Please quote the whole passage below, about being afraid to read one's own poetry in front of a crowd, word for word.

### SELECTED TEXT:
────

Then I look at my friend, who sings her heart out. I look at the others who go to open mic and sing because they love it, and aren’t afraid of the failure. Of the people who are willing to sit in front of a crowd and read their poetry, and risk that maybe people will not like it, or worse, criticize it.

Those people are really espousing vulnerability. Their lives are alive, and full of joy, and they get off the stage and they collaborate on playing music together, or putting together other venues, or asking people to come hear them read their poetry.

I’m not that willing. I am terrified to get up in front of people and read my poetry. I am even terrified when my friend gets up and sings it. I can’t, yet. It terrifies me to my soul. I easily allowed myself to fall in love with someone and completely gave my heart to him, with no guarantees. Yet, I cannot get up in front of a crowd and read a poem I’ve written.

What’s up with that?

I think if I’m going to walk that walk, and talk that talk, I have some work to do. Allowing my friend to sing the poems was a start, I suppose.

I think it may align with Marianne Williamson’s famous quote, that our greatest fear is not that we are inadequate, but that we are powerful beyond measure. Who am I to write a good poem, that people like? What if I can actually write? What if….does that then put expectations on me that I’m afraid I can’t meet and that then I’ll disappoint them? And then disappoint myself?

Brother. This shit gets deep.

Every time I have watched that TED talk, I have learned something else. I always take another step, begin to excavate another level.  As Brene says, “Lean into the discomfort.”

Well, here’s to some productive digging.

Love and light, all.

────

### DATA ROWS:
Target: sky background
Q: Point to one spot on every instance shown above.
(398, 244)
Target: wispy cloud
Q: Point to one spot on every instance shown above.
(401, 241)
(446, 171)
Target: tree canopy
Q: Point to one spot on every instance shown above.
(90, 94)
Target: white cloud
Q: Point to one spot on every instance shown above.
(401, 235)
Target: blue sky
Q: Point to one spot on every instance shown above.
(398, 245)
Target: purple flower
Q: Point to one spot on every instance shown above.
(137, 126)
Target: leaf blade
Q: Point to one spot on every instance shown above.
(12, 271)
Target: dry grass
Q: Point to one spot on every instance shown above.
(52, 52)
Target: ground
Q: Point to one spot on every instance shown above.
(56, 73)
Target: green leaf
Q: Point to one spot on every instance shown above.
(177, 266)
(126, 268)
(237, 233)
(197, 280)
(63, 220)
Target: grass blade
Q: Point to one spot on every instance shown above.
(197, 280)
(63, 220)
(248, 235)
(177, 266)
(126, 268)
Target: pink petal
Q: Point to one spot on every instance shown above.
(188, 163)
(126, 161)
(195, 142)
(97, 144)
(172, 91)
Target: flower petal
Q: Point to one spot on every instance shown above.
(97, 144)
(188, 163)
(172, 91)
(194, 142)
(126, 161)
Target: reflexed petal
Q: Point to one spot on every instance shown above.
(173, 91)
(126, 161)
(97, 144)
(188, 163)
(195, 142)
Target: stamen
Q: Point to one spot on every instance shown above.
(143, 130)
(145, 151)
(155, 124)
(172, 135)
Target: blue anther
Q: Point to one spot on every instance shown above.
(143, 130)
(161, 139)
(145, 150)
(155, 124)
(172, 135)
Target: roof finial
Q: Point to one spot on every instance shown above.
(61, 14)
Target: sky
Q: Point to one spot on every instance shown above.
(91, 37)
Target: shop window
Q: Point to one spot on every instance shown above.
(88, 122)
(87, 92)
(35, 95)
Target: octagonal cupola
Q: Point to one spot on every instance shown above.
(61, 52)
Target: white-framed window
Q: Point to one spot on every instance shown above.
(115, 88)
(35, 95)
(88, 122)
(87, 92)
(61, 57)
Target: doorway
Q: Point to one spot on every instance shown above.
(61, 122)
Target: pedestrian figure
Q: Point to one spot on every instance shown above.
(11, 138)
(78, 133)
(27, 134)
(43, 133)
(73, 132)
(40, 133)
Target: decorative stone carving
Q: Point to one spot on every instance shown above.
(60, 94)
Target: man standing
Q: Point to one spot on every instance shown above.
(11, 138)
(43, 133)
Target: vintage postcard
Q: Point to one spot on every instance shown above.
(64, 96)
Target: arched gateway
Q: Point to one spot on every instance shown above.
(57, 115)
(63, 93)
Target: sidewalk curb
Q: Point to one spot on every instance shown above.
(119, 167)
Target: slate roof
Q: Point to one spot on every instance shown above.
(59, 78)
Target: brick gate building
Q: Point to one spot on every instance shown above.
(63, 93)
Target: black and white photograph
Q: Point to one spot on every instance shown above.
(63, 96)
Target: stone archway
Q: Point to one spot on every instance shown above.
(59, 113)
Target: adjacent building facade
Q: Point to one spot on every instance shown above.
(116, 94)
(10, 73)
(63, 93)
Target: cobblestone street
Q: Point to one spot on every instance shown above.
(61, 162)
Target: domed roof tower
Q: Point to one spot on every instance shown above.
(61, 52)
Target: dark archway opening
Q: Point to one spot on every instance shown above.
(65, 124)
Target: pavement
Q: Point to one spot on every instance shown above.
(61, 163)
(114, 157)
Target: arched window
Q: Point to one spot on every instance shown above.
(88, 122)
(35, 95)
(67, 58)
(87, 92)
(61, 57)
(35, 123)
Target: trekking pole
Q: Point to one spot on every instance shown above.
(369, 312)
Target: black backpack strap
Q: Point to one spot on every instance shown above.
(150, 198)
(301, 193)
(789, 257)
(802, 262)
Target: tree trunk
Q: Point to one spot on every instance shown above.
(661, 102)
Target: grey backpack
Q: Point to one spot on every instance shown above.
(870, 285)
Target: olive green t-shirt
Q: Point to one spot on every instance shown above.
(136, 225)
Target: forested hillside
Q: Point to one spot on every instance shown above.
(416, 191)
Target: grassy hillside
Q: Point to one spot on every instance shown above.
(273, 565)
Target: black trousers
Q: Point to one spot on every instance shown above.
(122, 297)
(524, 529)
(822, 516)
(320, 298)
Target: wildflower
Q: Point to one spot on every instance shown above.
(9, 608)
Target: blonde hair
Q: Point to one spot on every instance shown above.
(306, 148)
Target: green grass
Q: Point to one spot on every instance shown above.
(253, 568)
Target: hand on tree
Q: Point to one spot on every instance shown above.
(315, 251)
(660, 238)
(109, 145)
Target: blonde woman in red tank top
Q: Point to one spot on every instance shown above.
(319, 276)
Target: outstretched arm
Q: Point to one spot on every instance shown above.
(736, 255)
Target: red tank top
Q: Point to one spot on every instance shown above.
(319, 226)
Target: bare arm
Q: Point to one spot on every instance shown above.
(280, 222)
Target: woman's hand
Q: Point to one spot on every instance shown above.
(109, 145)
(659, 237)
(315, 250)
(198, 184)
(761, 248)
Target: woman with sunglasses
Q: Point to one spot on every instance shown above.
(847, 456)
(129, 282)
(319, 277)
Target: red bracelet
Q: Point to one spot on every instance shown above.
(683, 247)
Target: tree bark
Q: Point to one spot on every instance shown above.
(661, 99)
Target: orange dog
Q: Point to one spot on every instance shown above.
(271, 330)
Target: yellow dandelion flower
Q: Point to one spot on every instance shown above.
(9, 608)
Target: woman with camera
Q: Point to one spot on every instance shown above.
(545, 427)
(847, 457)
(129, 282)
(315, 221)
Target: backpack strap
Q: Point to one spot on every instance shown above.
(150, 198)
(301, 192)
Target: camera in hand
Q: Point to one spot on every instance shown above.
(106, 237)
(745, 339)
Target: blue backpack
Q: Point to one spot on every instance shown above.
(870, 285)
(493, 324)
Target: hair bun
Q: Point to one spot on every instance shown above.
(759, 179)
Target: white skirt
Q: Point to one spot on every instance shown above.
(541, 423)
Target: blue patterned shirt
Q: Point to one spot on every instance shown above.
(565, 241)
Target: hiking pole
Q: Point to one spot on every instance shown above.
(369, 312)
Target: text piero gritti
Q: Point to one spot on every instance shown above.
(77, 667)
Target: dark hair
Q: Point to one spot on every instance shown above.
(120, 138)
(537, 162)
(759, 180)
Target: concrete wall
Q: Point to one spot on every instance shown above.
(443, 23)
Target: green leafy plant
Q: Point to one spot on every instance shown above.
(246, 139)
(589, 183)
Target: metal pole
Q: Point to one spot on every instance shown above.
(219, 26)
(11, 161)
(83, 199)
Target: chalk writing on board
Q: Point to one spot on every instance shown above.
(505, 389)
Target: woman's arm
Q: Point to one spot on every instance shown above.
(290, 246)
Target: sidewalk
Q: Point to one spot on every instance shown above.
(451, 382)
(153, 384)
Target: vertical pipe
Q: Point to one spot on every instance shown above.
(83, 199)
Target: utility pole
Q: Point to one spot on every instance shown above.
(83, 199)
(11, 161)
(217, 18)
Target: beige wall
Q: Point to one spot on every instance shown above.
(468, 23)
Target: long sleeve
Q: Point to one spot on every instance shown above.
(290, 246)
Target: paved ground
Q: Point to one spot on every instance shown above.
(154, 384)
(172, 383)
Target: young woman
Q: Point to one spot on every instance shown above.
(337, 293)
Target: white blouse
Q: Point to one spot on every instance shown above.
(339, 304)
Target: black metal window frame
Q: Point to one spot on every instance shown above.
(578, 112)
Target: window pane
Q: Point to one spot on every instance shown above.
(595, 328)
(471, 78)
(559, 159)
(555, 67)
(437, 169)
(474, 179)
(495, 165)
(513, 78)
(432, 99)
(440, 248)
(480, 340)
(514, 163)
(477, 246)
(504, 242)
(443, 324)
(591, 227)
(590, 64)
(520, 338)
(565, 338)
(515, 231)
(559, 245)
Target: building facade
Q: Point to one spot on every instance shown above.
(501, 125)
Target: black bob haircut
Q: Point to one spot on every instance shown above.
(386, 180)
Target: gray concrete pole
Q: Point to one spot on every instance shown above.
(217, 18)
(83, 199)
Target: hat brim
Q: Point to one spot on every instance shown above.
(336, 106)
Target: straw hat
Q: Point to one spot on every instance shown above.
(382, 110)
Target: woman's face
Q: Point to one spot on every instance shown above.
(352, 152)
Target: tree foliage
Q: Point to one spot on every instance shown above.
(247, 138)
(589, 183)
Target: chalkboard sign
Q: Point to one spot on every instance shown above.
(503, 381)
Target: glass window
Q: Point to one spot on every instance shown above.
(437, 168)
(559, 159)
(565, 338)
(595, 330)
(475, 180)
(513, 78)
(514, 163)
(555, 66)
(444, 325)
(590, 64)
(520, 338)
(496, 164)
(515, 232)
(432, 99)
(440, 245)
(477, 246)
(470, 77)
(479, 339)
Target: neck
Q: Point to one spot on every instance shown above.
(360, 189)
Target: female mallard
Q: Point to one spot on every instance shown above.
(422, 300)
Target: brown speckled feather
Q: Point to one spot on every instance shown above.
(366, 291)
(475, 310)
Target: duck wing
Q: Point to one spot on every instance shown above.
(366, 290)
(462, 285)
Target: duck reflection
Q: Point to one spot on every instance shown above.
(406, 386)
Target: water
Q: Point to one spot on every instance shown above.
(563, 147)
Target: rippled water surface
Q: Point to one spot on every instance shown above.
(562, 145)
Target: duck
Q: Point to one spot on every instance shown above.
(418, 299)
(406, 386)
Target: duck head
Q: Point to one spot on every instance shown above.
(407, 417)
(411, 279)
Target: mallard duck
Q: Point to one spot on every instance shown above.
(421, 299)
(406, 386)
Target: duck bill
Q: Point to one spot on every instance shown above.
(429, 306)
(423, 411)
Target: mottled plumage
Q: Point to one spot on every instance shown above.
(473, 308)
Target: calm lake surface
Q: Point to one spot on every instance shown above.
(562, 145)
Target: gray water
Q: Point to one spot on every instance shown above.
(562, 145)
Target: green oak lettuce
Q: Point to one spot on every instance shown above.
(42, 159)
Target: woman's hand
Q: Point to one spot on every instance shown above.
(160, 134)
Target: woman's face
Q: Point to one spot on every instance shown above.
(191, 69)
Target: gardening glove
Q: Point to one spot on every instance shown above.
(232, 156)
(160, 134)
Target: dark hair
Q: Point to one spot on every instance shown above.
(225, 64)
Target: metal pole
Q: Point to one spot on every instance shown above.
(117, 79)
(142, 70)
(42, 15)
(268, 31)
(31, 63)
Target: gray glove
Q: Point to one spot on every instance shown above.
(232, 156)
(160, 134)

────

### ANSWER TO THIS TASK:
Then I look at my friend, who sings her heart out. I look at the others who go to open mic and sing because they love it, and aren’t afraid of the failure. Of the people who are willing to sit in front of a crowd and read their poetry, and risk that maybe people will not like it, or worse, criticize it.

Those people are really espousing vulnerability. Their lives are alive, and full of joy, and they get off the stage and they collaborate on playing music together, or putting together other venues, or asking people to come hear them read their poetry.

I’m not that willing. I am terrified to get up in front of people and read my poetry. I am even terrified when my friend gets up and sings it. I can’t, yet. It terrifies me to my soul. I easily allowed myself to fall in love with someone and completely gave my heart to him, with no guarantees. Yet, I cannot get up in front of a crowd and read a poem I’ve written.

What’s up with that?

I think if I’m going to walk that walk, and talk that talk, I have some work to do. Allowing my friend to sing the poems was a start, I suppose.

I think it may align with Marianne Williamson’s famous quote, that our greatest fear is not that we are inadequate, but that we are powerful beyond measure. Who am I to write a good poem, that people like? What if I can actually write? What if….does that then put expectations on me that I’m afraid I can’t meet and that then I’ll disappoint them? And then disappoint myself?

Brother. This shit gets deep.

Every time I have watched that TED talk, I have learned something else. I always take another step, begin to excavate another level.  As Brene says, “Lean into the discomfort.”

Well, here’s to some productive digging.

Love and light, all.